(Records from a point-labeling set)
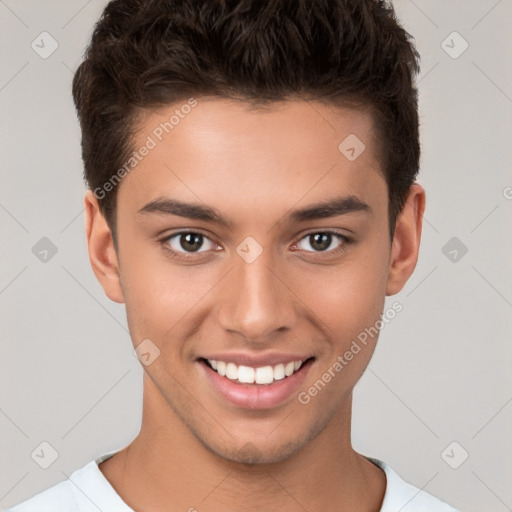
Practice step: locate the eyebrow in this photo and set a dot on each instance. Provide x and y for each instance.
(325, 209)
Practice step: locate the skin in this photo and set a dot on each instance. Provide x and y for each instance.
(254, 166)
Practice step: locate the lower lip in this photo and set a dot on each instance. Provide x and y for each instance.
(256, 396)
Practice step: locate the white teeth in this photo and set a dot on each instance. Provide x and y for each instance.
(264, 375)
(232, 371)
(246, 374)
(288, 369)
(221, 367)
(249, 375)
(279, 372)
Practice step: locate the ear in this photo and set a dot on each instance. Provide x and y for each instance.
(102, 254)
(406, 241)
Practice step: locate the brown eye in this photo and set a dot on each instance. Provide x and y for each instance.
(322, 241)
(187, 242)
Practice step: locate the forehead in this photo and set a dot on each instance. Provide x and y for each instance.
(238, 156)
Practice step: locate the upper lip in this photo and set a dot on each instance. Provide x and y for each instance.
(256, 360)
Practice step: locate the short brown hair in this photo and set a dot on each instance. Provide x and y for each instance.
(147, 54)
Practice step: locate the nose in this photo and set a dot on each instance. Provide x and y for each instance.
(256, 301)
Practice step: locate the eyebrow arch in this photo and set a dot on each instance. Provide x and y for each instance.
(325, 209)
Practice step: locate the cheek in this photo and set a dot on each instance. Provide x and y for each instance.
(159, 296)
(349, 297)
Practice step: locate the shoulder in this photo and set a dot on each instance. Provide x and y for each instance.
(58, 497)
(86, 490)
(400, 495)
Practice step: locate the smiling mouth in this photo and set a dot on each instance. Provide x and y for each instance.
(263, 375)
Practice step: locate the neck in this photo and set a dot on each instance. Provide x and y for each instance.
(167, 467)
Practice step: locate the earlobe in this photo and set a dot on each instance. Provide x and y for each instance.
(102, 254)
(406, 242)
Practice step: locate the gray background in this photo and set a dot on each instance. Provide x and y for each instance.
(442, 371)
...
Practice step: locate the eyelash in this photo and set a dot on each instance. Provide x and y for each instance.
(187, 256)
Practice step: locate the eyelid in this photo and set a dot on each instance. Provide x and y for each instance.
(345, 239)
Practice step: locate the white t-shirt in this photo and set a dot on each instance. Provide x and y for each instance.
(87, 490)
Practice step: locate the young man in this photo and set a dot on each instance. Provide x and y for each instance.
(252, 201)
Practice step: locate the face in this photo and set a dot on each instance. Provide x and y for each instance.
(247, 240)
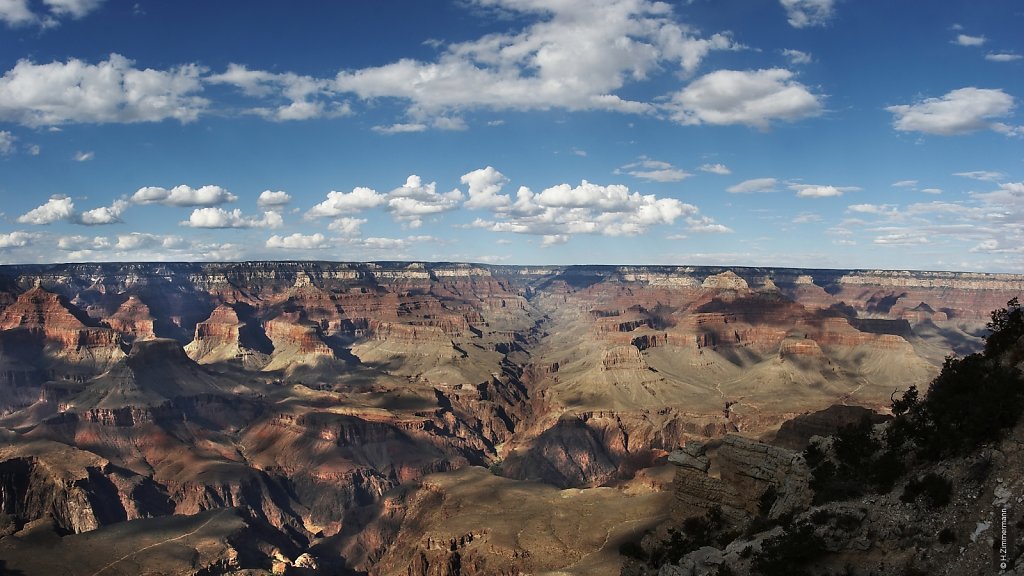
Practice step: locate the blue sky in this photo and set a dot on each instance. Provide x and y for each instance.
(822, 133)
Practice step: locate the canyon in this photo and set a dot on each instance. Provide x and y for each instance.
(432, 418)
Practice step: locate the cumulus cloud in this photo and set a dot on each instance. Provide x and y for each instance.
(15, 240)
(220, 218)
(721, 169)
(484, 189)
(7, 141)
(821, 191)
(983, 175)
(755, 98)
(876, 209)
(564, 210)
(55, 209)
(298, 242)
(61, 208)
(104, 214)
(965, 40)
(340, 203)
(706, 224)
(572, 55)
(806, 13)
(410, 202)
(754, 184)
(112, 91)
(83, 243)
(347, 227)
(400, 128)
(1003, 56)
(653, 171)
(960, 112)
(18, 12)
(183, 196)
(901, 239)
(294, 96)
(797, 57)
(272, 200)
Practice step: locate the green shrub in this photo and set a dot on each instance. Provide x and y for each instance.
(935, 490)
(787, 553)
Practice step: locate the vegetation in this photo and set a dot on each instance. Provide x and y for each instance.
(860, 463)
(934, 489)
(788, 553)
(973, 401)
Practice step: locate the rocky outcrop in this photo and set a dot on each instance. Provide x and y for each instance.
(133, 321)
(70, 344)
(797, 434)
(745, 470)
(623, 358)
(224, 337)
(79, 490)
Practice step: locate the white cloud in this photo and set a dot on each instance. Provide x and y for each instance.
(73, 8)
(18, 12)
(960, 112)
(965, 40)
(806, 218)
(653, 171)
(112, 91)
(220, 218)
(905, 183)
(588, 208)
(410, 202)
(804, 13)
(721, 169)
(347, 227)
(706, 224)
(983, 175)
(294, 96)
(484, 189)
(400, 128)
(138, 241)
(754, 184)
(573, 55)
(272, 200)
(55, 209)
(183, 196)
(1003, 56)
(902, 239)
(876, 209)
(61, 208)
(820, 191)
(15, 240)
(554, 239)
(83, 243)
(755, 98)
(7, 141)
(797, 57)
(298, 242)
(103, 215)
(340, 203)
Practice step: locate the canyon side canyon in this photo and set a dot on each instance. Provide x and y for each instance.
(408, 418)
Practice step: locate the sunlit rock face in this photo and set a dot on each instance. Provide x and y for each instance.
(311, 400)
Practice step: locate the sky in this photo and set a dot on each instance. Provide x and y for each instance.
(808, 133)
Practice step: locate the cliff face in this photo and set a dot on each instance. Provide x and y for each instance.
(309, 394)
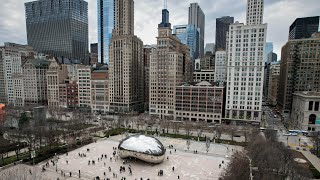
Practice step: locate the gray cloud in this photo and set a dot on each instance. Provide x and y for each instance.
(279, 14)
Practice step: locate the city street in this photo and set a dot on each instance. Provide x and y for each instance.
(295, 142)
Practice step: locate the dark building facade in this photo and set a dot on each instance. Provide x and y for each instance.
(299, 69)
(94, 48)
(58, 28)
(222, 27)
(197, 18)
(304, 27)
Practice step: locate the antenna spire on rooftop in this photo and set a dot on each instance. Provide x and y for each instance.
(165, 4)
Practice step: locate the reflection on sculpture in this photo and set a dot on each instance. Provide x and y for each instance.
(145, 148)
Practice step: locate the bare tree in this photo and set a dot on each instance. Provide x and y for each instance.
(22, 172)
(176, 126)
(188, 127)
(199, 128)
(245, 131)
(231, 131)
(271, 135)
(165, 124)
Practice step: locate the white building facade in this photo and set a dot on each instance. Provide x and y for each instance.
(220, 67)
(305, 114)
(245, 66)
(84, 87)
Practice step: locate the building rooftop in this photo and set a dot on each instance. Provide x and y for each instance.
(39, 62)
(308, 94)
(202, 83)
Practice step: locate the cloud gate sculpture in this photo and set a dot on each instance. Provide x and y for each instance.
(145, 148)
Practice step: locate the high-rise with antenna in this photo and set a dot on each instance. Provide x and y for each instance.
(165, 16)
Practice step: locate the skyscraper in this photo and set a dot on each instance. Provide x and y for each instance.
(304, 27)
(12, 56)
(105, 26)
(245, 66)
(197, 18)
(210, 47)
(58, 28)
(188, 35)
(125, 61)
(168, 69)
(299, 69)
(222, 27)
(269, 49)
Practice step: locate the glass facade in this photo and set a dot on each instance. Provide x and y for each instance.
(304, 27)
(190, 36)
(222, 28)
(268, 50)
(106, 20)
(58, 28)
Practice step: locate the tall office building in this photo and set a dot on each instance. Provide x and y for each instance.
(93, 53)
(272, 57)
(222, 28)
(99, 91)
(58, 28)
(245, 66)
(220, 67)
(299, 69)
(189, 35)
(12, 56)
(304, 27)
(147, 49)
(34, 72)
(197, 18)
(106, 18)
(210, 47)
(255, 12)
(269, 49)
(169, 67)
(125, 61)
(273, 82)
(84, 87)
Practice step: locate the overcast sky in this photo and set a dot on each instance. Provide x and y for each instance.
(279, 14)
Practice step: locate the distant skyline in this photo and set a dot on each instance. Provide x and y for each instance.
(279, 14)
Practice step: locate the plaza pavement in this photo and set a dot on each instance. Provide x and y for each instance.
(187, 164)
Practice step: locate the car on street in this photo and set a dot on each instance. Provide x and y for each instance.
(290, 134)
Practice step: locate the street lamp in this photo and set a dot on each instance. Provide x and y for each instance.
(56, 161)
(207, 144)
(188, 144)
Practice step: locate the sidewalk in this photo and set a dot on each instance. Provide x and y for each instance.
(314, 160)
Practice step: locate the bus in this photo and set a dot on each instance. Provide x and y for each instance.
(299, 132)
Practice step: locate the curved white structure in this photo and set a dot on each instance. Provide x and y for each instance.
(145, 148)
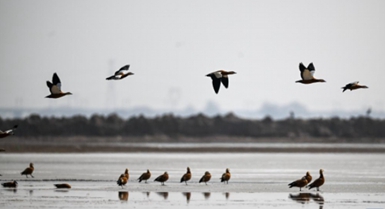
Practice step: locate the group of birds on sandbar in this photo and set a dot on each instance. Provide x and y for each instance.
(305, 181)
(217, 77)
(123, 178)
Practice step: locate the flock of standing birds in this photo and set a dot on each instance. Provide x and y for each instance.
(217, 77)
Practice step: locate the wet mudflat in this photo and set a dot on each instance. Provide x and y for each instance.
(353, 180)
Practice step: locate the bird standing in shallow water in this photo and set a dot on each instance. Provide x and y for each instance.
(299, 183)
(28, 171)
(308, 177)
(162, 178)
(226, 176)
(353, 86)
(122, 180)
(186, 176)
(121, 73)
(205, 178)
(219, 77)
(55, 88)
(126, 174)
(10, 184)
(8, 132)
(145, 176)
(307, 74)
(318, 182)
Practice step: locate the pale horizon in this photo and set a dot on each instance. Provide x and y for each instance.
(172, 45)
...
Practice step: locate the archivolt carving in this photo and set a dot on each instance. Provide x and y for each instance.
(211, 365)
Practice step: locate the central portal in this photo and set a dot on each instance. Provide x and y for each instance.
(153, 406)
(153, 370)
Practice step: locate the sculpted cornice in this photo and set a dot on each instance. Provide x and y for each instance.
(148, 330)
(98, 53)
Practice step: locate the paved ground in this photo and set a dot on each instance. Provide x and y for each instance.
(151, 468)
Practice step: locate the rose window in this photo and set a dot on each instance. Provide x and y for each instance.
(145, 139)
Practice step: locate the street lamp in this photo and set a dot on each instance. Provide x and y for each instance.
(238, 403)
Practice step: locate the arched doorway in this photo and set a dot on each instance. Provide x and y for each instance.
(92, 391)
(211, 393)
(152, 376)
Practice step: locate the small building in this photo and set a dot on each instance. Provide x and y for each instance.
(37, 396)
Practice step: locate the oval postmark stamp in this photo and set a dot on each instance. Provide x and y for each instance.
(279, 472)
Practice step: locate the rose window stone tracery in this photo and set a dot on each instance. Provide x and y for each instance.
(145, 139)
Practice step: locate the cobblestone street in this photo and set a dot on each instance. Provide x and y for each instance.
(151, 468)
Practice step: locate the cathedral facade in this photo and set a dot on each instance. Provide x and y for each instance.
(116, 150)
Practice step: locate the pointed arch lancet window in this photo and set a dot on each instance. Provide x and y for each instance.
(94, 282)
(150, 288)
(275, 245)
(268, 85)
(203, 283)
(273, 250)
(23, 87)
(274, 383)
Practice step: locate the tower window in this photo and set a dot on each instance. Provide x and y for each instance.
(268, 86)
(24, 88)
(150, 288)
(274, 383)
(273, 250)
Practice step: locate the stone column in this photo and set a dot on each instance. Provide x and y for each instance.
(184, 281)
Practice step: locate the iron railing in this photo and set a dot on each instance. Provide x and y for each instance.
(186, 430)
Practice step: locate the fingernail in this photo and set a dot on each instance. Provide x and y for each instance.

**WHAT YOU HAVE TO DO:** Reproduce the lines of the records without any change, starting with the line that contains "Practice step: locate the tower" and going on through the line that contains "Practice step: locate the fingernail".

**THE REPLY:**
Practice step: locate the tower window in this photo and set a dot on each instance. Provide x and y for each instance.
(268, 86)
(24, 88)
(150, 288)
(274, 383)
(273, 250)
Practice step: locate the stone column in this photo and set a dot on each instance. Provide x and y for each instance.
(184, 281)
Practice step: locate the iron railing in this photo and set a dot on each instance. Provide x and y for each instance.
(186, 430)
Practice step: locate the fingernail in this photo and set a dot on each instance. Provide x and y for each instance.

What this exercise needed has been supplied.